Passage provided:
◆ ◆ ◆ ◆
When talking about the flu, people associate pandemics with colder seasons such as the fall or winter. However, health officials say linking the affection to low temperatures is nothing more than a myth. Even though the illness tends to peak in colder months, with some presenting signs of the flu in between, doctors urge the population to get a vaccine by the end of October each year.
Although the number of patients exhibiting flu symptoms have increased recently across Oakland, researchers say that they are not spiking as high as they have in the past. Flu spreads at a rapid pace especially across Georgia and Arizona, with moderation in Utah, North Carolina, Alabama, and Oklahoma. As for now, the U.S. Centers for Disease Control and Prevention say Michigan keeps its infected population at a minimum.
While the flu represents a constant threat to the population, especially this time of year, the illness’ pattern varies, says Dr. Kathleen Forzley, head of the Oakland County Health Division. Hence, each year, scientists are forced to come up with different vaccines that target certain strains.
◆ ◆ ◆ ◆
Dataset extract:

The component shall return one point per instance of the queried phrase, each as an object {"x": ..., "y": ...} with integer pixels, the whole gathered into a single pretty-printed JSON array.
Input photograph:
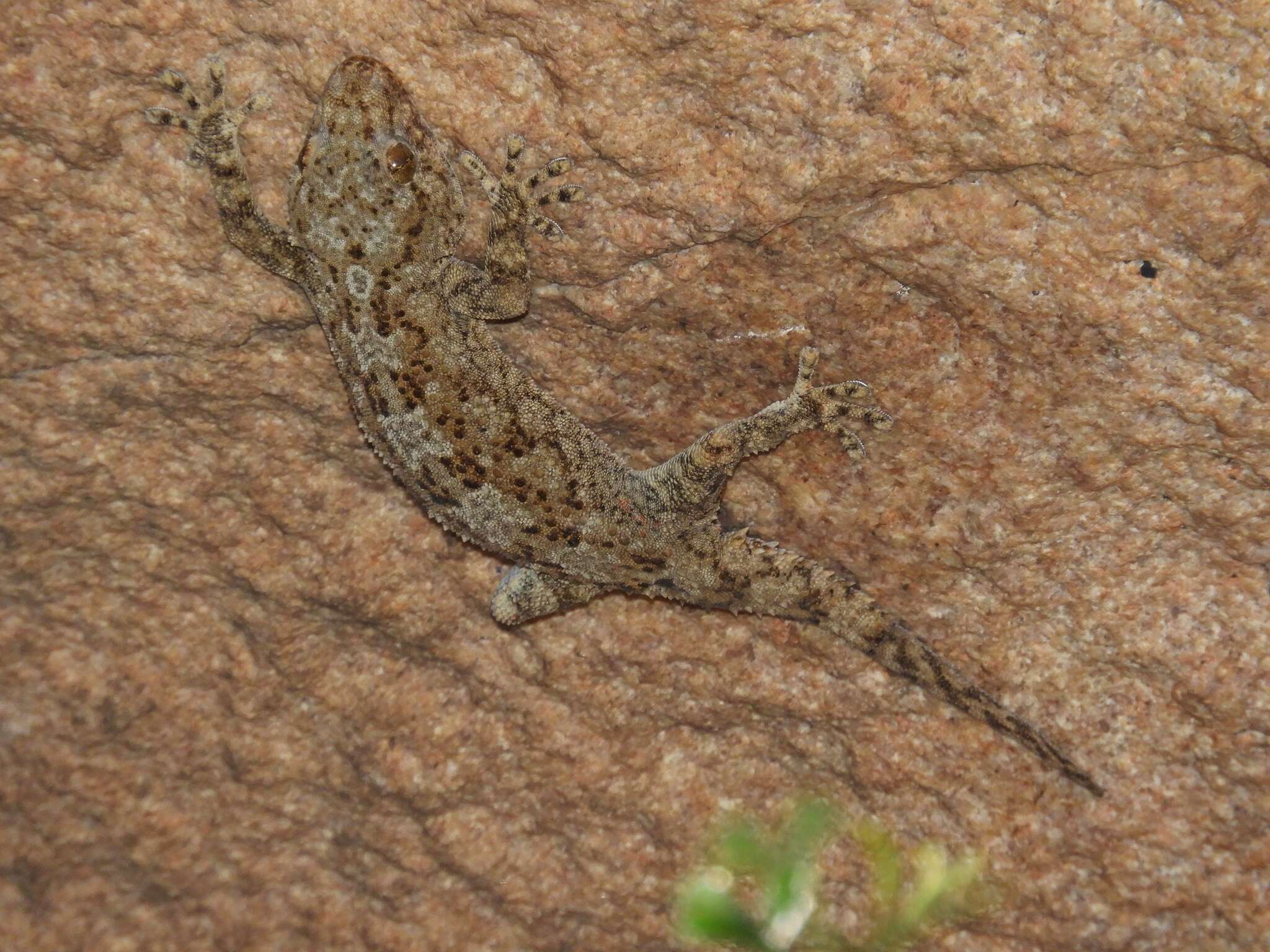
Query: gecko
[{"x": 375, "y": 218}]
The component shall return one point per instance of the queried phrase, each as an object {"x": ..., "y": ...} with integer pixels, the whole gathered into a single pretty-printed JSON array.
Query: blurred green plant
[{"x": 778, "y": 874}]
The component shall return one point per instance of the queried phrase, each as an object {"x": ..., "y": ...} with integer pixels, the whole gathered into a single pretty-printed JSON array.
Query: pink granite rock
[{"x": 251, "y": 697}]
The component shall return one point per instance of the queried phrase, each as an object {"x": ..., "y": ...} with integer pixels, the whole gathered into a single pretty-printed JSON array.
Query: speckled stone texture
[{"x": 252, "y": 699}]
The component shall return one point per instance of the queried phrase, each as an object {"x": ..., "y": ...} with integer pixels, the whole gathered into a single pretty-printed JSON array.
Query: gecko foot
[
  {"x": 835, "y": 405},
  {"x": 213, "y": 125},
  {"x": 516, "y": 197}
]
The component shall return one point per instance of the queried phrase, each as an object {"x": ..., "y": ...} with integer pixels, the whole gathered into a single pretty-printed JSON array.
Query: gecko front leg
[
  {"x": 215, "y": 130},
  {"x": 500, "y": 288}
]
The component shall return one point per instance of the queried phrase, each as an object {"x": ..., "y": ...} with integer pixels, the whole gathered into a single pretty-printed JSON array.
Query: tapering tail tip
[{"x": 904, "y": 653}]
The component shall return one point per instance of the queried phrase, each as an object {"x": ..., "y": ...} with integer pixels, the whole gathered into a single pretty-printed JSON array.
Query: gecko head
[{"x": 373, "y": 186}]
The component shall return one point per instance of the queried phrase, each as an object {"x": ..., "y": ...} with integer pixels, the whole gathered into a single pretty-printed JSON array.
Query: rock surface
[{"x": 252, "y": 699}]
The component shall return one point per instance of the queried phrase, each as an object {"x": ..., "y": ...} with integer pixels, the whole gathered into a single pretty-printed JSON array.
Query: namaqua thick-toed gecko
[{"x": 375, "y": 216}]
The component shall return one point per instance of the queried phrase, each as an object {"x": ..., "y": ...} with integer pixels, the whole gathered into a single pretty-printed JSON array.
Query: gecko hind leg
[
  {"x": 695, "y": 478},
  {"x": 526, "y": 593}
]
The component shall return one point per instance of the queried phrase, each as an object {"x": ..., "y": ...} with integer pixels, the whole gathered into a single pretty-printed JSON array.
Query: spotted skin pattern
[{"x": 375, "y": 216}]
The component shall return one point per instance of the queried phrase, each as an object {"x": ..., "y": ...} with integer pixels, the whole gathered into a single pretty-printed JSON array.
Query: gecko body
[{"x": 376, "y": 214}]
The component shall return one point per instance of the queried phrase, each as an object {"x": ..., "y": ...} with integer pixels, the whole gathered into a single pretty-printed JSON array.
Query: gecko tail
[
  {"x": 791, "y": 586},
  {"x": 902, "y": 653}
]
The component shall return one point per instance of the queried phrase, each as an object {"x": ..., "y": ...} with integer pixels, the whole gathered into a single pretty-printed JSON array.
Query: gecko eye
[{"x": 399, "y": 161}]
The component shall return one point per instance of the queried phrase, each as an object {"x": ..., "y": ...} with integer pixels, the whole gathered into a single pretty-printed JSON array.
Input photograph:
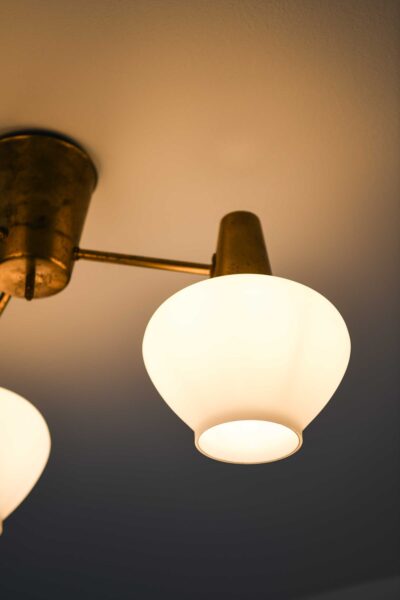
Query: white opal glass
[
  {"x": 247, "y": 361},
  {"x": 24, "y": 450}
]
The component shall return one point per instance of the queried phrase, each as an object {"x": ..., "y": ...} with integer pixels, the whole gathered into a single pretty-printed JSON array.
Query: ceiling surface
[{"x": 192, "y": 109}]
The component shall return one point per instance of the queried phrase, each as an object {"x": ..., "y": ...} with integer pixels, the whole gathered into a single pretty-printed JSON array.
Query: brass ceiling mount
[{"x": 46, "y": 182}]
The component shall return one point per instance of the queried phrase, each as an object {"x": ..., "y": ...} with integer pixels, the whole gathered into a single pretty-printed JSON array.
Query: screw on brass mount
[{"x": 46, "y": 183}]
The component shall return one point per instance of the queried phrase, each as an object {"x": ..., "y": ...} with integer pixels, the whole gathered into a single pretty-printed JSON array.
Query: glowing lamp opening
[{"x": 248, "y": 441}]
◆ ◆ ◆ ◆
Tasks and exercises:
1. According to the flu article, by what point each year do doctors urge people to get a vaccine?
2. Rewrite the flu article starting with "When talking about" and going on through "at a minimum.", changing "Arizona" to "Nevada".
3. Write the next part of the flu article, picking up after its last sentence.

Responses to the tasks:
1. By the end of October.

2.
When talking about the flu, people associate pandemics with colder seasons such as the fall or winter. However, health officials say linking the affection to low temperatures is nothing more than a myth. Even though the illness tends to peak in colder months, with some presenting signs of the flu in between, doctors urge the population to get a vaccine by the end of October each year.
Although the number of patients exhibiting flu symptoms have increased recently across Oakland, researchers say that they are not spiking as high as they have in the past. Flu spreads at a rapid pace especially across Georgia and Nevada, with moderation in Utah, North Carolina, Alabama, and Oklahoma. As for now, the U.S. Centers for Disease Control and Prevention say Michigan keeps its infected population at a minimum.

3.
Targeted Strains for 2017
In an attempt to control the widespread, vaccines this year will attack the H1N1 virus, dubbed California flu, Phuket, which is similar to strains encountered in 2013, the H3N2, also known as the Hong Kong flu, and Brisbane, which the health agencies have compared to 2008 strains.
Not only do health agencies encourage the population to get a flu vaccine, but private companies also encourage the trend. For this, the Rite Aid drugstore chain provides information on its official website about facilities where people can receive the vaccine under the Vaccine Central tab. Currently, Rite Aid has 300 facilities in Michigan alone and 11,000 more nationwide.
Population Infected to Date
So far, there have been 145 confirmed cases in Oakland County. Last year, almost 2,400 individuals contracted the virus in the state and roughly 3,400 have been reported displaying flu symptoms in Wayne County.
Even though doctors encourage individuals to get a flu vaccine, many wait until friends or family members start coming down with the disease. No matter how effective, the vaccine does not work how it’s supposed to if a patient spends much of his or her time in the company of an already infected person. Also, doctors recommend people who have already been exposed to the virus to get a double dose. Stronger doses are also more effective for elderly people, aged 65 or above, say the health officials.